Referring expression data:
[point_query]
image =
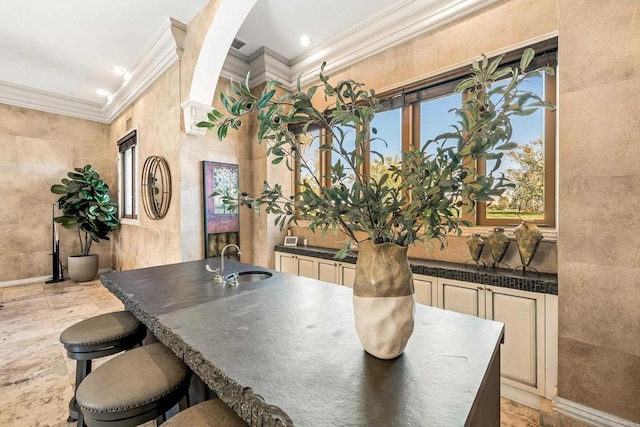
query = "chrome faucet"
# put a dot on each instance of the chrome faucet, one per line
(222, 258)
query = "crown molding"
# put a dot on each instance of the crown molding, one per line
(162, 53)
(386, 30)
(35, 99)
(165, 50)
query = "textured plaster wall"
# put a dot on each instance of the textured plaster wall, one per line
(37, 150)
(598, 248)
(493, 29)
(156, 115)
(195, 149)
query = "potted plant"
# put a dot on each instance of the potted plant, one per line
(418, 199)
(87, 207)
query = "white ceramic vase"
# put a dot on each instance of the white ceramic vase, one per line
(383, 299)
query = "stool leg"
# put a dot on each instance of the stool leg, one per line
(83, 368)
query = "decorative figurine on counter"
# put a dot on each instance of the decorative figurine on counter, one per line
(476, 244)
(498, 244)
(528, 237)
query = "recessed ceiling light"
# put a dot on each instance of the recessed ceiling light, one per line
(305, 40)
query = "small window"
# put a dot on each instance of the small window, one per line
(128, 172)
(530, 166)
(386, 142)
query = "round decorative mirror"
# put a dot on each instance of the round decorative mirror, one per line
(156, 187)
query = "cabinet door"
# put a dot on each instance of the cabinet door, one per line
(286, 263)
(347, 273)
(425, 290)
(307, 267)
(327, 270)
(461, 297)
(522, 358)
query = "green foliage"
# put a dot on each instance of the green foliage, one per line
(528, 194)
(86, 206)
(417, 199)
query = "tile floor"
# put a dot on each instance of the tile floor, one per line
(36, 377)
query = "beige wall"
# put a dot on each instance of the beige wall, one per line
(493, 29)
(599, 301)
(597, 251)
(37, 150)
(599, 244)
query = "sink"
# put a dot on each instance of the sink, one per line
(250, 276)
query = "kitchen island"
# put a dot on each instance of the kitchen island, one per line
(284, 351)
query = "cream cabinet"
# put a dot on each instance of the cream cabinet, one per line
(330, 271)
(461, 297)
(287, 263)
(523, 354)
(528, 363)
(296, 264)
(327, 270)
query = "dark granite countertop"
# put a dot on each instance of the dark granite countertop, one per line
(545, 283)
(284, 351)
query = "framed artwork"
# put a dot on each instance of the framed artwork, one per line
(221, 224)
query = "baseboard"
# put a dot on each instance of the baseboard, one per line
(40, 279)
(590, 415)
(520, 396)
(24, 281)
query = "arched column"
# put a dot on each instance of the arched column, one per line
(224, 27)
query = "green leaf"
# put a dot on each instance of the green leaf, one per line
(527, 56)
(264, 100)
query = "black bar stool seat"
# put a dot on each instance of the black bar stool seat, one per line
(99, 336)
(133, 388)
(210, 413)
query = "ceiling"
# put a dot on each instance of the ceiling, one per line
(56, 55)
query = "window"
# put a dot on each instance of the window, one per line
(386, 141)
(417, 113)
(310, 159)
(531, 166)
(127, 174)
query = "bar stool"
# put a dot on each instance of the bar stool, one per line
(133, 388)
(210, 413)
(96, 337)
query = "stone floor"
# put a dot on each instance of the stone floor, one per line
(36, 377)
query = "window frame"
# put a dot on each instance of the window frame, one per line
(409, 98)
(549, 219)
(129, 141)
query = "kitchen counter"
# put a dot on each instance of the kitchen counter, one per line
(531, 282)
(284, 351)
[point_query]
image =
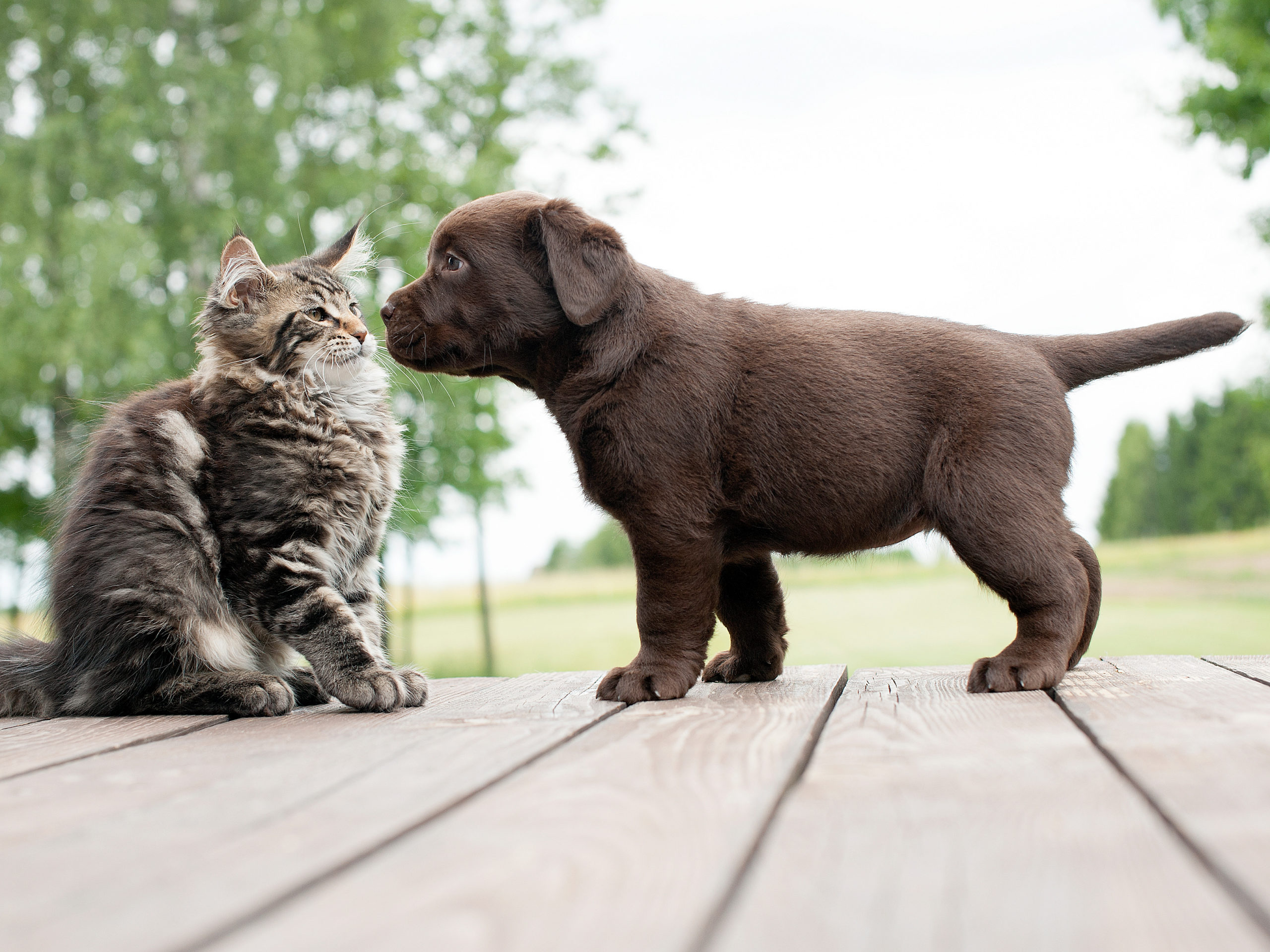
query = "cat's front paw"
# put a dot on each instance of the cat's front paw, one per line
(380, 688)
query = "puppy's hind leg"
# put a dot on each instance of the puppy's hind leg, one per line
(677, 584)
(752, 608)
(1085, 552)
(1013, 534)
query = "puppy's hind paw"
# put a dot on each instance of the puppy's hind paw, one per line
(1005, 673)
(644, 682)
(733, 669)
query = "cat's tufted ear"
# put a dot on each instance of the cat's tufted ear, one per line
(350, 254)
(586, 258)
(243, 276)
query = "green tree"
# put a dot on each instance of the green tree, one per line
(607, 549)
(1235, 110)
(139, 132)
(1210, 472)
(1235, 35)
(1132, 502)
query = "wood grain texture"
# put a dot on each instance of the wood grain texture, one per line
(46, 743)
(935, 819)
(1257, 667)
(160, 847)
(627, 838)
(7, 722)
(1197, 739)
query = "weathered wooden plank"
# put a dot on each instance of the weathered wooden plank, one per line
(58, 740)
(935, 819)
(627, 838)
(163, 846)
(1196, 738)
(1257, 667)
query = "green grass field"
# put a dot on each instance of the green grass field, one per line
(1192, 595)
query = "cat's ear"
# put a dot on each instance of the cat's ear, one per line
(243, 276)
(350, 254)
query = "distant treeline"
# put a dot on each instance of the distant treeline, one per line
(1210, 472)
(606, 549)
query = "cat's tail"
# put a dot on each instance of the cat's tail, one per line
(24, 665)
(1083, 357)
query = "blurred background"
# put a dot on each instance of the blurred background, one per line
(1032, 168)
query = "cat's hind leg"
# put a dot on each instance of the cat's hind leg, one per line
(237, 694)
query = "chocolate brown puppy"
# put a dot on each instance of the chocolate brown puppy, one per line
(719, 431)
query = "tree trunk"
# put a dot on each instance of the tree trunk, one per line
(483, 591)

■ Your instructions ■
Would you copy out every entry above word for word, without the pictures?

■ Exercise output ■
[point_query]
image =
query = "chrome faucet"
# put a dot on each instance of the chrome faucet, one per line
(222, 258)
query = "crown molding"
# put a dot on each instance of the crown molding, one per line
(162, 53)
(386, 30)
(35, 99)
(165, 50)
query = "textured plaster wall"
# put a dot on each instance of the textured plaster wall, one per line
(37, 150)
(598, 248)
(493, 29)
(156, 115)
(195, 149)
query = "potted plant"
# put a dot on each instance of the potted plant, one per line
(418, 199)
(87, 207)
query = "white ceramic vase"
# put a dot on each instance of the white ceramic vase, one per line
(383, 299)
query = "stool leg"
# put a dot on each instance of the stool leg, one per line
(83, 368)
query = "decorative figurine on counter"
# put a dot on each instance of the decorative figurine on counter, one per line
(476, 244)
(498, 244)
(528, 237)
query = "recessed ceiling light"
# put a dot on each instance of the recessed ceiling light, one per line
(305, 40)
query = "small window"
# put a dot on each instance of the small window, one per line
(128, 172)
(530, 166)
(386, 142)
query = "round decorative mirror"
# put a dot on each instance of the round decorative mirror, one per line
(156, 187)
query = "cabinet door"
# put a dot on each instance of the cabinet door, one per line
(286, 263)
(347, 273)
(425, 290)
(307, 267)
(327, 270)
(461, 297)
(522, 358)
query = "green foliage"
# put a dot on each instance of the green foliage, one per line
(528, 194)
(86, 206)
(417, 199)
query = "tile floor"
# put a dot on each instance of the tile floor, one per line
(36, 377)
query = "beige wall"
# put a dot on each instance of the beige wall, one per line
(493, 29)
(599, 301)
(597, 251)
(37, 150)
(599, 244)
query = "sink"
# put a dot on each instance of the sink, one per line
(250, 276)
query = "kitchen island"
# put a dot on each instance of the kitchen island, one per line
(284, 351)
query = "cream cabinet"
# put a dot on each instance of the cream cabinet, one per line
(330, 271)
(461, 297)
(287, 263)
(523, 354)
(528, 363)
(296, 264)
(327, 270)
query = "dark granite countertop"
# put a dot on each instance of the dark granite countertop, one per line
(545, 283)
(284, 351)
query = "framed artwork"
# put a dot on each instance of the framed artwork, one per line
(221, 224)
query = "baseboard"
# put a dot on each instance of the baseboard, one per line
(40, 279)
(590, 415)
(520, 396)
(24, 281)
query = "arched column"
# put a dot on each instance of the arched column, one per line
(224, 27)
query = "green leaf"
# put a dot on each instance of the green leaf, one per line
(527, 56)
(264, 100)
query = "black bar stool seat"
# put a dot on each instance of the black bar stool seat, one per line
(99, 336)
(133, 388)
(210, 413)
query = "ceiling"
# put a dot on each instance of the ceiling, one per line
(56, 55)
query = "window"
# put a dot on each instance of the window, one per line
(386, 141)
(417, 113)
(310, 159)
(531, 166)
(127, 174)
query = "bar stool"
# put a dot on each instance of the bar stool, one per line
(133, 388)
(210, 413)
(96, 337)
query = "stone floor"
# put a dot on each instance of the stone floor, one per line
(36, 377)
query = "window frame"
# put a dot on each instance of the window frame, one per line
(409, 98)
(549, 219)
(129, 141)
query = "kitchen counter"
# put a dot on each instance of the kitchen counter, one per line
(531, 282)
(284, 351)
[point_query]
image =
query = "cat's front paw"
# put a dot on each instance of the cat's front paw, one per line
(380, 688)
query = "puppy's hind leg"
# put a dot on each instance of the puppy's hind leg, one per line
(677, 584)
(752, 608)
(1085, 552)
(1013, 534)
query = "puppy's hind paw"
# put a dot on each instance of the puppy's hind paw, one per line
(1005, 673)
(644, 682)
(733, 669)
query = "cat's tufted ear"
# put a dot on each instance of the cat's tufted ear, one per line
(350, 254)
(586, 258)
(243, 276)
query = "green tree"
# put a dot on each instance of the green tree, one per line
(607, 549)
(1235, 110)
(139, 132)
(1210, 472)
(1235, 35)
(1132, 502)
query = "wood grain texture"
# put a dot on each instance of the wood grain texture, one per line
(46, 743)
(935, 819)
(1257, 667)
(160, 847)
(627, 838)
(7, 722)
(1197, 739)
query = "weathered wooden plank"
# put a dot on each instance of the weathered wooden plank, one per line
(58, 740)
(935, 819)
(627, 838)
(163, 846)
(1196, 738)
(1257, 667)
query = "green grass field"
# put a dot on each instance of the green grass field, one per line
(1192, 595)
query = "cat's ear"
# put a dot on each instance of the cat's ear, one per line
(243, 276)
(350, 254)
query = "distant treeline"
# put a dot on each instance of the distant treeline, one per line
(1210, 472)
(606, 549)
query = "cat's tail"
# put a dot on each instance of the cat's tail, one per line
(24, 665)
(1083, 357)
query = "blurred background"
# put a dot on each instance of the blurred background, one per line
(1032, 168)
query = "cat's hind leg"
# put a dot on each instance of the cat's hind leg, one per line
(237, 694)
query = "chocolate brown puppy"
# put a dot on each instance of the chocolate brown puppy, one per line
(719, 431)
query = "tree trunk"
# put a dot on each instance of the tree trunk, one per line
(483, 591)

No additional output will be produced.